— Start —

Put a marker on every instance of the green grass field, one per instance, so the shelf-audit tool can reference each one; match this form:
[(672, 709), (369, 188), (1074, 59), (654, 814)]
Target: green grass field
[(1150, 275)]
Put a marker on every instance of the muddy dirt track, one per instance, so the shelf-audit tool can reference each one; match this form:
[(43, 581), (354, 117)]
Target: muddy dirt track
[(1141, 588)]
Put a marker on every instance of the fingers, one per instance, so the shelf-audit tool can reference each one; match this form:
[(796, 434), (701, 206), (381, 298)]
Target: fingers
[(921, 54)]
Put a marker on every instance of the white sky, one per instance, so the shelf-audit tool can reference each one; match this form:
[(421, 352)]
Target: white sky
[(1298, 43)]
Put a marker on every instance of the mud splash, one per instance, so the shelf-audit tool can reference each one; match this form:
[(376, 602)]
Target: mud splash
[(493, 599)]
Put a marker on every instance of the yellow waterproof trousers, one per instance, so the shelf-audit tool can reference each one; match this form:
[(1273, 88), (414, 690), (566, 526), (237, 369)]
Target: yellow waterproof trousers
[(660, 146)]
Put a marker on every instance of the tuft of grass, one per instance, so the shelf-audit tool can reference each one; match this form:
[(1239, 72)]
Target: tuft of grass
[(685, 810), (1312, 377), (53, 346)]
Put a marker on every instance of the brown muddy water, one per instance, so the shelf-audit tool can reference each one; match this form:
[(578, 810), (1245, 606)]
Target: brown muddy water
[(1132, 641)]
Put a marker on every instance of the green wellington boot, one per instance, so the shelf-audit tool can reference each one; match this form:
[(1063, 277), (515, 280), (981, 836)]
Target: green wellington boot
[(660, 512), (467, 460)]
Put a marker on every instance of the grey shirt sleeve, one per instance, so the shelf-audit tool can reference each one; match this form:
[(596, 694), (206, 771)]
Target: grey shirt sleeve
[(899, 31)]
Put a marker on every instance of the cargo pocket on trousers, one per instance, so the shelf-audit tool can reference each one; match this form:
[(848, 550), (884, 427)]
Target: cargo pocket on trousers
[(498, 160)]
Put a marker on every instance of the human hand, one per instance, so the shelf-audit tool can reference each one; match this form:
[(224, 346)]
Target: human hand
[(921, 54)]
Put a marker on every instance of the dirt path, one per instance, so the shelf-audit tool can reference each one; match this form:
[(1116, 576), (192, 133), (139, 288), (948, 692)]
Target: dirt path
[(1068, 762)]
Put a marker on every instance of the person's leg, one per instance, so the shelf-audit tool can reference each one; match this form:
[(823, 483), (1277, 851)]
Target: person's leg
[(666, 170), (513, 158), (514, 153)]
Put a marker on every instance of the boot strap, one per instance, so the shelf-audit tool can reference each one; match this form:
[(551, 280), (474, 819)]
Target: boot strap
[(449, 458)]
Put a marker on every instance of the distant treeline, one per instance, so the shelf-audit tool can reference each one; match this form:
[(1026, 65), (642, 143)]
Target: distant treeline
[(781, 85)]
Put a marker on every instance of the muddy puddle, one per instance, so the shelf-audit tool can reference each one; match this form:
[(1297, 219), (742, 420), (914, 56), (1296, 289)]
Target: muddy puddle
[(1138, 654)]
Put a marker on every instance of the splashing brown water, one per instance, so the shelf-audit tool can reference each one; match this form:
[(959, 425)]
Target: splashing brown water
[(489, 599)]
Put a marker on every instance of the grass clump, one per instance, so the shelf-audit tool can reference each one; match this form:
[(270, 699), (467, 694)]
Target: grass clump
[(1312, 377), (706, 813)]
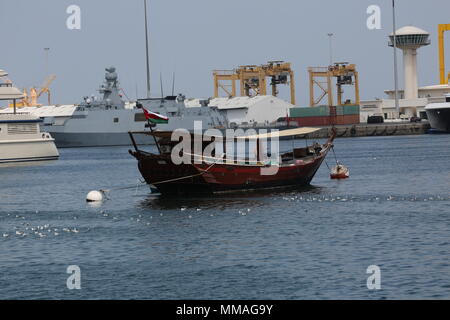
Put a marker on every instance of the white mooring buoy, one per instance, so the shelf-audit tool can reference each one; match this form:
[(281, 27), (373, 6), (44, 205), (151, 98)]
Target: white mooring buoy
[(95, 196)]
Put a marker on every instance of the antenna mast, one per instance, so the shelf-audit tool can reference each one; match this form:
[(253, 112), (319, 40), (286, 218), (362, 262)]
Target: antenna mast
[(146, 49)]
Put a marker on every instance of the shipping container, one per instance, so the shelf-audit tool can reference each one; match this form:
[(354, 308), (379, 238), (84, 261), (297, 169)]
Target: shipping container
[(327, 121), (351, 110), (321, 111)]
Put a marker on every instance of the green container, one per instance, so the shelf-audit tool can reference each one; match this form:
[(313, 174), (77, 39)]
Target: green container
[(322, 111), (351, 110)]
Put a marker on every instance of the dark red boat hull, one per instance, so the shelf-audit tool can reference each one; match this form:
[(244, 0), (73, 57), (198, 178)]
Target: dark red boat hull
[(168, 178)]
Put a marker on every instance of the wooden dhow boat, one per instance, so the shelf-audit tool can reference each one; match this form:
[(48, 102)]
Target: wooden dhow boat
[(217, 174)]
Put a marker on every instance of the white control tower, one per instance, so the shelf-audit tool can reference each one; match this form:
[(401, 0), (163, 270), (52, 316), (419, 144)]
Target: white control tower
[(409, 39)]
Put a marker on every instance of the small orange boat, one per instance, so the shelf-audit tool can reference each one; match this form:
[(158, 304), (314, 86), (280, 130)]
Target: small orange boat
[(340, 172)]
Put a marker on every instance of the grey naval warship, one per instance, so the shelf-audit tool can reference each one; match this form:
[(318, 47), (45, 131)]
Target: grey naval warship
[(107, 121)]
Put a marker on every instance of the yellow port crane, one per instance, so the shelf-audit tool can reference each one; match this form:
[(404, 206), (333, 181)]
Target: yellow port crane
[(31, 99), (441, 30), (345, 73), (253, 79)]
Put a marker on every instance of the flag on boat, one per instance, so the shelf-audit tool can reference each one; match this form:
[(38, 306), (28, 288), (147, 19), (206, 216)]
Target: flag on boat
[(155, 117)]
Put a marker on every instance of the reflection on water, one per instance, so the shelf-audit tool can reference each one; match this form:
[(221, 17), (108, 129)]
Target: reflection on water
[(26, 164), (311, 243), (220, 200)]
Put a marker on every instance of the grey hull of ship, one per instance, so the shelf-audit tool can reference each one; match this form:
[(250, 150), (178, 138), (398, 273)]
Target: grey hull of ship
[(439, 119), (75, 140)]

— End —
— Start —

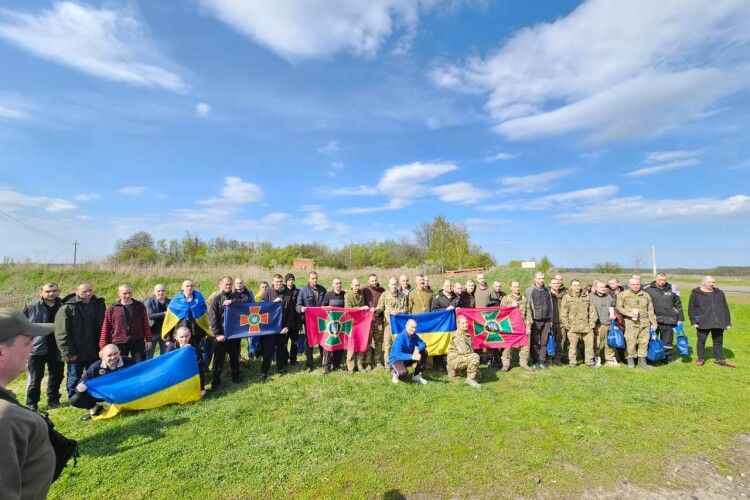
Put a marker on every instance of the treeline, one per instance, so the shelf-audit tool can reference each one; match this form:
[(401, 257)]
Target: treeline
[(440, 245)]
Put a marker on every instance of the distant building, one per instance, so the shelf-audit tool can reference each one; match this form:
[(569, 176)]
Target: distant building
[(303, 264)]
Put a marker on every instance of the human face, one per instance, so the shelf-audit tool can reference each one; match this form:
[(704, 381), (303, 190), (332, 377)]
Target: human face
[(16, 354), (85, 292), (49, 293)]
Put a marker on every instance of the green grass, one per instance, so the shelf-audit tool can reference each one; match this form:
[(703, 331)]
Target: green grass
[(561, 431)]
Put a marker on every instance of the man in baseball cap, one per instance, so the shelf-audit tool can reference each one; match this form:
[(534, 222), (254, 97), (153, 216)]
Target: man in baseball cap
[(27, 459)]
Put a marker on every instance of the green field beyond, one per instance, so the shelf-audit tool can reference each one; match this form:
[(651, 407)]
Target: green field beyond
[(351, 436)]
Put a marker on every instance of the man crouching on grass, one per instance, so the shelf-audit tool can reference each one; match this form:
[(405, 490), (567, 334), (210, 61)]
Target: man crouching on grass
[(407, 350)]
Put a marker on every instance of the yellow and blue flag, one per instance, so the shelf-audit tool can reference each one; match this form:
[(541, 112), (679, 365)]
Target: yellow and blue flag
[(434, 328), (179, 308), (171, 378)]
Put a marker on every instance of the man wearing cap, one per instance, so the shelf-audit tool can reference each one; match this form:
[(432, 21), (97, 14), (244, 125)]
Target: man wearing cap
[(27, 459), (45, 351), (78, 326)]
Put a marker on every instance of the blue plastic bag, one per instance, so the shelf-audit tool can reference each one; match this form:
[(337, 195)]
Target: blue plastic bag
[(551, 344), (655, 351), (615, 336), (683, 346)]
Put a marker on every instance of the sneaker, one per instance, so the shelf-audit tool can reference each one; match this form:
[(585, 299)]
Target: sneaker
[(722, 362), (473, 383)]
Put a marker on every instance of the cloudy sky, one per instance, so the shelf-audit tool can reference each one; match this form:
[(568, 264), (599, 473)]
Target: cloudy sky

— End —
— Start —

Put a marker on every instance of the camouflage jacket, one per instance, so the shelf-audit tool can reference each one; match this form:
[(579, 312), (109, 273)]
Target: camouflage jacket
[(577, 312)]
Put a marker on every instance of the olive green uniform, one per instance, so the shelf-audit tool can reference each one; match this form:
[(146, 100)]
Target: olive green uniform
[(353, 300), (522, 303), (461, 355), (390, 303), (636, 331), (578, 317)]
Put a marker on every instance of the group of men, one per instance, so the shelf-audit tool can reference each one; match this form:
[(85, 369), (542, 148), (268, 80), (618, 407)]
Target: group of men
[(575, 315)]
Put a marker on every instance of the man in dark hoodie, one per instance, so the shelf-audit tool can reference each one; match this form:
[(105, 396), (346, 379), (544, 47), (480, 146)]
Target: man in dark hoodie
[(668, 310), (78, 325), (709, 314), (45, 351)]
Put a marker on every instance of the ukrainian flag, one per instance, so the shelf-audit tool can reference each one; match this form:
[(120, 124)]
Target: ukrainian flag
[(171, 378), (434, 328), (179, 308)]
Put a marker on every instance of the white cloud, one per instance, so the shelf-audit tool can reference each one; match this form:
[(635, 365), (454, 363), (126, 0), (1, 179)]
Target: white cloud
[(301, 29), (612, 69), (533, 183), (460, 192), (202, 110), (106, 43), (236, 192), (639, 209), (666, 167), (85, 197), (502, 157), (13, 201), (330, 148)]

— End —

Exercise prompt: Rewrite the material starting at the line that has "Put a marker on every instance of the grey naval" and ending after the line that has "[(155, 117)]", with the requests included. Offset every coordinate in the answer points by 88, and leave the numbers in the requests and their sample lists unchanged.

Result of the exercise:
Put a marker on every instance of the grey naval warship, one per instance, so the shelf-audit tool can reference each one; match this form:
[(318, 47), (45, 131)]
Target: grey naval warship
[(195, 209)]
Put a marker on every instance of the yellow port crane, one per instance, so the shelf-audit tool can reference each one; match this form:
[(404, 206), (333, 181)]
Target: yellow port crane
[(119, 187), (529, 118), (433, 161), (341, 167)]
Put a marker on every instance of the flag on boat, one per instance, so the shelf-audit tool can reference each one; match this form:
[(38, 306), (28, 288), (147, 19), (206, 216)]
Target: flag on boat
[(243, 205)]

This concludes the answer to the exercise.